> _QUOTED TEXT_:
______________________________

Build an Image Search System in 5 Minutes#
Vectors and Vector Databases#
In mathematics, a vector is an object that can represent multiple dimensions or characteristics. In our daily life, it can also be used to describe multiple attributes of an object.
For example, to describe an apple, we need to focus on its features (like variety), origin, color, size, and sweetness. We can treat these attributes as multiple dimensions of the apple and then represent the apple with a vector.
For instance, if we define each element of the vector to represent:
- Feature (e.g., 1 for Fuji apple, 2 for Granny Smith)
- Origin (e.g., 1 for Luochuan, 2 for Yantai)
- Color (e.g., 1 for red, 2 for green)
- Size (based on actual weight, e.g., 150 means the apple weighs 150 grams, 200 means 200 grams)
- Sweetness (e.g., 1 for very sweet, 0.5 for average, 0 for not sweet)
Then a Fuji apple from Yantai, red in color, weighing 150 grams, and with sweetness 0.8, can be represented by the vector [1, 2, 1, 150, 0.8]
. This vector comprehensively describes all the attributes of the apple.
This is the concept of vectors. In artificial intelligence and machine learning, we can vectorize and store complex data types such as audio, images, and text. Traditional databases are primarily designed for handling structured data, but they are inefficient when processing complex data types.
In contrast, vector databases support multiple types of indexes and similarity computation methods, efficiently storing and querying large-scale vector data.
Applications of Vector Databases#
Imagine one day you eat a delicious dish at a restaurant but don’t know its name or how to make it. You could take a photo of the dish and use an image search feature to find similar dishes and their recipes online.
Consider an online recipe platform that stores numerous dish images and corresponding recipes. Each dish image has its features extracted and stored as an embedding vector in a vector database.
When the user uploads a photo of a dish for searching, the platform first extracts features from the photo to generate an embedding vector, then searches for the most similar dish images in the vector database.
The search results return similar dish images along with their recipes. Users can browse these recipes to find the dish they want to make.

______________________________

> _AVAILABLE DATA_:
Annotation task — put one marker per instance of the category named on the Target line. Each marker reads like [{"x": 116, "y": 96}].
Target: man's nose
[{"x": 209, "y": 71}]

______________________________

> _EXERCISE 1_: Transcribe the passage of the image search tutorial that opens with the words containing "- Size (based" and closes with "complex data types.".
> _EXERCISE 2_: In the image search tutorial's apple vector, which number stands for the origin Luochuan?

> _RESULT 1_:
- Size (based on actual weight, e.g., 150 means the apple weighs 150 grams, 200 means 200 grams)
- Sweetness (e.g., 1 for very sweet, 0.5 for average, 0 for not sweet)
Then a Fuji apple from Yantai, red in color, weighing 150 grams, and with sweetness 0.8, can be represented by the vector [1, 2, 1, 150, 0.8]
. This vector comprehensively describes all the attributes of the apple.
This is the concept of vectors. In artificial intelligence and machine learning, we can vectorize and store complex data types such as audio, images, and text. Traditional databases are primarily designed for handling structured data, but they are inefficient when processing complex data types.

> _RESULT 2_: 1